**TASK DETAILS**
Copy the listing below, replacing "positive clicks" with "foreground points" and leaving everything else unchanged.

Saved data entries

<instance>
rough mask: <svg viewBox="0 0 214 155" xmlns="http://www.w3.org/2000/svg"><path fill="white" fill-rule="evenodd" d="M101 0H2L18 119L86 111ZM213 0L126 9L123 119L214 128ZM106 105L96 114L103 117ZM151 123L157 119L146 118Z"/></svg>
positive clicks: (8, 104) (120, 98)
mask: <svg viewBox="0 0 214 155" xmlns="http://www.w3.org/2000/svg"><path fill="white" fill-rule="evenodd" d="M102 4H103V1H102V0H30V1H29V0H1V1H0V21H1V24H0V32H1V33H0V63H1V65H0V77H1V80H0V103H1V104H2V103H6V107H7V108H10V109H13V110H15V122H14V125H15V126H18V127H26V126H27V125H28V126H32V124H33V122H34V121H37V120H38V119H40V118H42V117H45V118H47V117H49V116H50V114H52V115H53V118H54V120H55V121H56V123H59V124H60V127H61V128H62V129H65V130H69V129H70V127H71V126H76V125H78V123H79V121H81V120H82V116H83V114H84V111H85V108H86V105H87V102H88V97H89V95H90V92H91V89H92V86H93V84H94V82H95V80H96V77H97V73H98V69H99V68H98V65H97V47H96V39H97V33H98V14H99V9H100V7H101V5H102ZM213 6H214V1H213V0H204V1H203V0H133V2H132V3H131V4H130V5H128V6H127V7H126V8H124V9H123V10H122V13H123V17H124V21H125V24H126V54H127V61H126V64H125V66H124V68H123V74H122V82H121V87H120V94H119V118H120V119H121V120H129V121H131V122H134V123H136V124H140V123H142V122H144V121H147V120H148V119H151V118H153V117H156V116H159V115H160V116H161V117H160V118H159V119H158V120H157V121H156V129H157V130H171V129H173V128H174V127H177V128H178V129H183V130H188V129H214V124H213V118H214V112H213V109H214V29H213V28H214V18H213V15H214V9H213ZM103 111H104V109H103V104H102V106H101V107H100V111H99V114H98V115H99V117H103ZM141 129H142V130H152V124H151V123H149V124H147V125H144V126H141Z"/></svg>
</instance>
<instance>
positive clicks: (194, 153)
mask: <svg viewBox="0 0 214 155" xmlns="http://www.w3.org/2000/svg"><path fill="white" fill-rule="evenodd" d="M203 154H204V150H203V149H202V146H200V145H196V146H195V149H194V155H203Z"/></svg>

**SOLUTION TO THE EXERCISE**
<instance>
rough mask: <svg viewBox="0 0 214 155" xmlns="http://www.w3.org/2000/svg"><path fill="white" fill-rule="evenodd" d="M101 0H2L18 119L86 111ZM213 0L126 9L123 119L214 128ZM106 105L96 114L103 117ZM151 123L157 119L146 118Z"/></svg>
foreground points: (8, 104) (120, 98)
mask: <svg viewBox="0 0 214 155" xmlns="http://www.w3.org/2000/svg"><path fill="white" fill-rule="evenodd" d="M102 4H103V1H102V0H30V1H29V0H1V1H0V21H1V24H0V32H1V33H0V63H1V65H0V77H1V80H0V103H1V104H2V103H6V107H7V108H10V109H13V110H15V122H14V125H15V126H18V127H26V126H27V125H28V126H32V124H33V122H34V121H37V120H38V119H40V118H42V117H45V118H47V117H49V116H50V114H52V115H53V118H54V120H55V121H56V123H59V124H60V127H61V128H62V129H65V130H69V129H70V127H71V126H76V125H78V123H79V121H81V120H82V116H83V114H84V111H85V108H86V105H87V102H88V97H89V95H90V92H91V89H92V86H93V84H94V82H95V80H96V77H97V73H98V69H99V68H98V65H97V47H96V39H97V33H98V14H99V9H100V7H101V5H102ZM213 6H214V1H213V0H204V1H203V0H133V2H132V3H131V4H130V5H128V6H127V7H126V8H124V9H123V10H122V13H123V17H124V21H125V24H126V54H127V61H126V64H125V66H124V68H123V74H122V82H121V87H120V94H119V118H120V119H121V120H129V121H131V122H134V123H136V124H140V123H142V122H144V121H147V120H148V119H151V118H153V117H156V116H159V115H160V116H161V117H160V118H159V119H158V120H157V121H156V129H157V130H171V129H173V128H174V127H177V128H178V129H183V130H188V129H214V124H213V118H214V112H213V109H214V29H213V28H214V18H213V15H214V9H213ZM103 111H104V109H103V104H102V106H101V107H100V111H99V114H98V115H99V117H103ZM141 129H142V130H152V124H151V123H149V124H147V125H144V126H141Z"/></svg>
</instance>
<instance>
foreground points: (194, 153)
mask: <svg viewBox="0 0 214 155" xmlns="http://www.w3.org/2000/svg"><path fill="white" fill-rule="evenodd" d="M203 154H204V150H203V149H202V146H200V145H196V146H195V149H194V155H203Z"/></svg>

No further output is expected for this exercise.